**What to do:** In the listing below, find the line holding "Could you kindly annotate the street" and the line holding "Could you kindly annotate the sunglasses". Write out those two lines and all lines between, exactly, and nothing more.
☆ ☆ ☆
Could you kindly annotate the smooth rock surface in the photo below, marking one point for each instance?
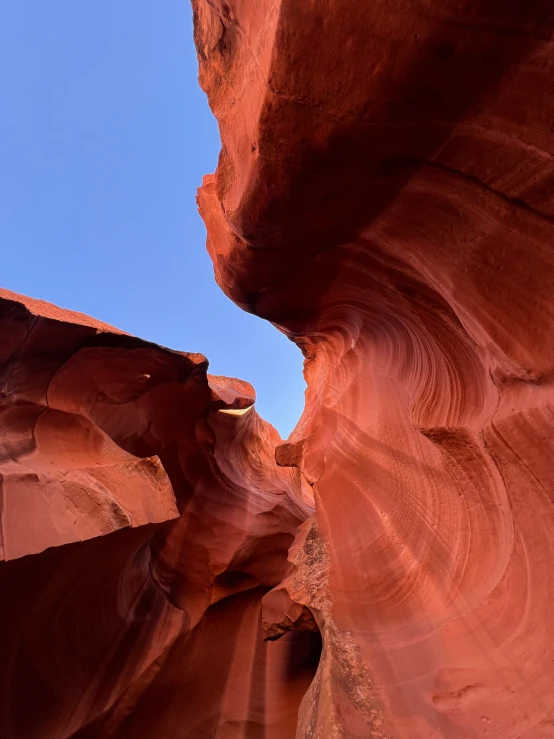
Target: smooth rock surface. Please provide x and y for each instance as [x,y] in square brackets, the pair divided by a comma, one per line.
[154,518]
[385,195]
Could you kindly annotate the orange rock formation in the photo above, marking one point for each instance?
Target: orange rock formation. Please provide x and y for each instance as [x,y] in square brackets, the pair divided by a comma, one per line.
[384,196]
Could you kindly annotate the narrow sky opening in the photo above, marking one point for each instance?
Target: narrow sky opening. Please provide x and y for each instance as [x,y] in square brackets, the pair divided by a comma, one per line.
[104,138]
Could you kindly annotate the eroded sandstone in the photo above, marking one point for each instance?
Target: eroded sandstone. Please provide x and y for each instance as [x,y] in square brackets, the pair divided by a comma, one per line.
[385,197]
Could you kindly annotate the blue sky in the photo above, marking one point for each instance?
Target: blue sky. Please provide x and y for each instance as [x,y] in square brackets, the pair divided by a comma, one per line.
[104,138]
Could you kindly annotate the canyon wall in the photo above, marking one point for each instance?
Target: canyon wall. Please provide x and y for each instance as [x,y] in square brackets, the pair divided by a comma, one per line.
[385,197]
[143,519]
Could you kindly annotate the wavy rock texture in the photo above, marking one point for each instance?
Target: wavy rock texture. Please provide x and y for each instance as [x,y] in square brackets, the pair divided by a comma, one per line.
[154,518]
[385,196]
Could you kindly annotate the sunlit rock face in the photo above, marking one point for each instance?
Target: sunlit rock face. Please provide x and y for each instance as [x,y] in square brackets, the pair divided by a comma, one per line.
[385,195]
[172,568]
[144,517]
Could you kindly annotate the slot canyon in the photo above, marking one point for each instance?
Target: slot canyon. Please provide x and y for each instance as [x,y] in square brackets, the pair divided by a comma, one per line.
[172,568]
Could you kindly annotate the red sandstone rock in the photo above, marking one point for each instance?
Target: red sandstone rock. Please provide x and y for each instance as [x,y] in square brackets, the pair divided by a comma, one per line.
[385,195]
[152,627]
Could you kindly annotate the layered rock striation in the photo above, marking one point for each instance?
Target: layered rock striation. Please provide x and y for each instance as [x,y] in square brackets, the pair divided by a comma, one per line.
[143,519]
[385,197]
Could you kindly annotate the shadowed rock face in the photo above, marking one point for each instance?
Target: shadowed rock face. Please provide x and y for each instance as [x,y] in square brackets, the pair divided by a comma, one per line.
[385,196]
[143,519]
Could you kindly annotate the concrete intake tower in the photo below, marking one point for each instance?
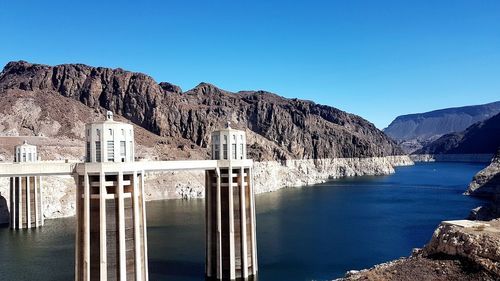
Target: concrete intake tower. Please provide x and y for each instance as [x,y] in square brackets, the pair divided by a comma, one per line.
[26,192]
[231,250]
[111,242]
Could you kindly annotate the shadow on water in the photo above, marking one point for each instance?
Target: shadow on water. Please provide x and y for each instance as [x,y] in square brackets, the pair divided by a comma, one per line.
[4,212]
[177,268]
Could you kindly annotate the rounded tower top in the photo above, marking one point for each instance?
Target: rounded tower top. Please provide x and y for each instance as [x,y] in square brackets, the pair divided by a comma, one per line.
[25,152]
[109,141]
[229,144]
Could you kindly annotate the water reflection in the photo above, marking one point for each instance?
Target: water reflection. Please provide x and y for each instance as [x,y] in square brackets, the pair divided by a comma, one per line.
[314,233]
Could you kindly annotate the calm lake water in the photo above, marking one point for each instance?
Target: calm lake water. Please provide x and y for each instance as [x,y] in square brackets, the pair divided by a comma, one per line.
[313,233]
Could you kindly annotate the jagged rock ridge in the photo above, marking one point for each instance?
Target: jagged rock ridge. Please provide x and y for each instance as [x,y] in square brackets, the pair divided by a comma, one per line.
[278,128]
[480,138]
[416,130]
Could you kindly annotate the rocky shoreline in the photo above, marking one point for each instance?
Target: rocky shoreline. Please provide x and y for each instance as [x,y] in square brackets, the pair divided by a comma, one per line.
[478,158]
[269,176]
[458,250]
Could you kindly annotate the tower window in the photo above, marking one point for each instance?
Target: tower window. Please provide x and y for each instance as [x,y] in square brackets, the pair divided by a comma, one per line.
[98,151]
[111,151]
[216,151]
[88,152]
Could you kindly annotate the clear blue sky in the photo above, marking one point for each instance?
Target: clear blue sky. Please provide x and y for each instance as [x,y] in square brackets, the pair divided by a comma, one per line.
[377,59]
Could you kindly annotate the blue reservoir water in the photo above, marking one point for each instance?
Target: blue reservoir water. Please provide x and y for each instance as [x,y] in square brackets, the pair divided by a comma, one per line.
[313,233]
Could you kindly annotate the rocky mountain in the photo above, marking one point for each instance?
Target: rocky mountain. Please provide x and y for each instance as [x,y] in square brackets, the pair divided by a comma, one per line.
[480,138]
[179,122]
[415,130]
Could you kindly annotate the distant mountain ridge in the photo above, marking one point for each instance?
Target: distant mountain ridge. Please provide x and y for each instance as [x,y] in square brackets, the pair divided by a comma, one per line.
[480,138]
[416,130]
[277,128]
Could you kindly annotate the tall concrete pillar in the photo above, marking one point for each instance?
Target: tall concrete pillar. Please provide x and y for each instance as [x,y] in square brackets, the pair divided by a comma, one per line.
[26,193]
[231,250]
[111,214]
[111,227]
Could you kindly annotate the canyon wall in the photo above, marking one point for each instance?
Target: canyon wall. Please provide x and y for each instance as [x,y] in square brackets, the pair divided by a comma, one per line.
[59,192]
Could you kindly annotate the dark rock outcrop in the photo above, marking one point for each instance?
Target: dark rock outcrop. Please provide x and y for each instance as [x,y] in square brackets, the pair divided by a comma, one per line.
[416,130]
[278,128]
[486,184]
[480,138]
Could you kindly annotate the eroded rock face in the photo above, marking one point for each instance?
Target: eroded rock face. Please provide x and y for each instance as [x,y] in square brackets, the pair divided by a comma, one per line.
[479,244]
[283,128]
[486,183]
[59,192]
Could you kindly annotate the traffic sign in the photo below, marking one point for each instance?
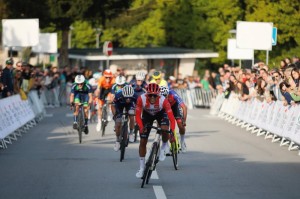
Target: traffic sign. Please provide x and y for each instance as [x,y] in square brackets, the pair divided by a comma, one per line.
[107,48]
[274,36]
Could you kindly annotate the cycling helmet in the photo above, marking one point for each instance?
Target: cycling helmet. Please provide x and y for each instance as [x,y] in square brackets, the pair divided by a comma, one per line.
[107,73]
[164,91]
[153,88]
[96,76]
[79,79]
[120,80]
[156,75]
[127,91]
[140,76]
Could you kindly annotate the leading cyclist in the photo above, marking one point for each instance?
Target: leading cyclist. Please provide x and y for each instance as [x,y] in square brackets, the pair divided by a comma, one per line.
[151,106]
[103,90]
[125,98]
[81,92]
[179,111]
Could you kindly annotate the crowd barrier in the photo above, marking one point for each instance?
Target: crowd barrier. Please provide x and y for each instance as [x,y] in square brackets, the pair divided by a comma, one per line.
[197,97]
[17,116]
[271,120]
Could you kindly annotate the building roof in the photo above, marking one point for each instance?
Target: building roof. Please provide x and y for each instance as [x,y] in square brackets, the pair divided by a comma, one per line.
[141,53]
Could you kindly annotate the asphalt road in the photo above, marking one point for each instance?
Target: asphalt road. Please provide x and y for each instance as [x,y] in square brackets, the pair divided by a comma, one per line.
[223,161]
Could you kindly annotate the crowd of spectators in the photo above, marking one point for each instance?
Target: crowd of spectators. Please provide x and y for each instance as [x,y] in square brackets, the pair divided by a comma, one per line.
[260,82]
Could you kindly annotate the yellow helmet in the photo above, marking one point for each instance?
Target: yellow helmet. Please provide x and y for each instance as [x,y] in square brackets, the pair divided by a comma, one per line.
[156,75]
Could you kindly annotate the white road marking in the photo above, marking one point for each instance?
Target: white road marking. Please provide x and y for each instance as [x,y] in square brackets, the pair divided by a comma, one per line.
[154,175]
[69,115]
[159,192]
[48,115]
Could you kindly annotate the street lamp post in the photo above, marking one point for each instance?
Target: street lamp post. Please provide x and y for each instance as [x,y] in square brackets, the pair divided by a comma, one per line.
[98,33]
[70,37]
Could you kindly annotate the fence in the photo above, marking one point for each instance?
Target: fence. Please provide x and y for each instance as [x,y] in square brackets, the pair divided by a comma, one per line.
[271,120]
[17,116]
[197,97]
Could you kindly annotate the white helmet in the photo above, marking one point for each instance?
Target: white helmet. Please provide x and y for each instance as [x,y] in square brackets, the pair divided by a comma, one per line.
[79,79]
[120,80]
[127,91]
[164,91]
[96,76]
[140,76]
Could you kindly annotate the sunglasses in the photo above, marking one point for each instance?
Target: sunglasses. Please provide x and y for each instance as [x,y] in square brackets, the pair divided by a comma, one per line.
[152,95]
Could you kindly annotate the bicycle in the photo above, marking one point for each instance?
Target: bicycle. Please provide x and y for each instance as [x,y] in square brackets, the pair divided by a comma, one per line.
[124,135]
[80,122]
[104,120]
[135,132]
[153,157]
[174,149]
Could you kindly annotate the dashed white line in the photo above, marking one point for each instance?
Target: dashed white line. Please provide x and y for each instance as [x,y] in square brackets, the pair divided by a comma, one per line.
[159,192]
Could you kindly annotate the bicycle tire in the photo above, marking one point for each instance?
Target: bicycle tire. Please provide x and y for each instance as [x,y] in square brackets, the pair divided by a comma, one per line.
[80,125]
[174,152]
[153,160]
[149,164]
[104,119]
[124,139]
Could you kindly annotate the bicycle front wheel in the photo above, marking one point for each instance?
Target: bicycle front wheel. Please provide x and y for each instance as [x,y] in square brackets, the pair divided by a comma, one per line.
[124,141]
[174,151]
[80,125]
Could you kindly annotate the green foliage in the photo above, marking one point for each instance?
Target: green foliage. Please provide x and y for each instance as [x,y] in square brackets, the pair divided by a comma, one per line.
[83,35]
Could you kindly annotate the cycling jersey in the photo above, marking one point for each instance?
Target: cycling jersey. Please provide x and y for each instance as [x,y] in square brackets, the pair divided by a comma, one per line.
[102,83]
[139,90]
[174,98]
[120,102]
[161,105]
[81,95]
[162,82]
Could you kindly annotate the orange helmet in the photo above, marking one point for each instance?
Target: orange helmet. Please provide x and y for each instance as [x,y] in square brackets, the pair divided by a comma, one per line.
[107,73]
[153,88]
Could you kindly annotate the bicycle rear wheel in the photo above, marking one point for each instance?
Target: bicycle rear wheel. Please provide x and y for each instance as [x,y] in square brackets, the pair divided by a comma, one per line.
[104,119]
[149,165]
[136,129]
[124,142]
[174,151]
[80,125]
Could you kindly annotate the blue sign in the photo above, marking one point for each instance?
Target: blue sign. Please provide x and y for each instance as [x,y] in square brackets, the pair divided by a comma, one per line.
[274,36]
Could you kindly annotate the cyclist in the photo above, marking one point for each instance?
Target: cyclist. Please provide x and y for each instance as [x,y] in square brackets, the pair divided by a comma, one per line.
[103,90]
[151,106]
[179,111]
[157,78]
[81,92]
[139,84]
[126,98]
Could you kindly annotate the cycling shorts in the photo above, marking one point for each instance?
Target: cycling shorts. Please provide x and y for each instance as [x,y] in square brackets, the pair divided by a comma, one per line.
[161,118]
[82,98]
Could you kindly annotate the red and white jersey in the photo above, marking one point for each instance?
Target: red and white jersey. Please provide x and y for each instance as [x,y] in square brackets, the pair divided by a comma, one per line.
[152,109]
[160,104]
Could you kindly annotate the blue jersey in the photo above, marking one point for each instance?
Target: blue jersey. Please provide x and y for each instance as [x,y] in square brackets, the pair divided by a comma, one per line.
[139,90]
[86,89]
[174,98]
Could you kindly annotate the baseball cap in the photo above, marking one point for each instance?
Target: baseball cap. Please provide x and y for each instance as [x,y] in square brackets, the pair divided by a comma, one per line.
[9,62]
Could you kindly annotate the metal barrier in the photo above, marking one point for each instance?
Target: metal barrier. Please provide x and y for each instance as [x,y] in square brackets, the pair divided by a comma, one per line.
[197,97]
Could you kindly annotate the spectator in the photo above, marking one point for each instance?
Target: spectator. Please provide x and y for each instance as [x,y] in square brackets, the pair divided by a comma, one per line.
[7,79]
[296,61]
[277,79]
☆ ☆ ☆
**Reply:**
Could you kindly annotate the street lamp post in the photo above, marking one point for each instance?
Target: street lamp post. Please provide x and y for each instance as [x,y] in square brackets, the pair divided by a comma, one per line.
[98,33]
[70,37]
Could you kindly annotate the fence in the photo above, marking one point for each instance?
Target: fence. Please provide x and y for each instance as [x,y] in square brackets, the pair divided by a comma, one per line.
[271,120]
[17,116]
[197,97]
Could you kindly annotate the white helmet in the photo above, marking one point for each instance?
Target: white helmet. Please provide x and y for each instance as [x,y] in square brackets, the pair divided by a comma, one per line.
[79,79]
[120,80]
[127,91]
[164,91]
[96,76]
[140,76]
Could you kindly annotate the sunglasses in the photo above, marking one point for each instance?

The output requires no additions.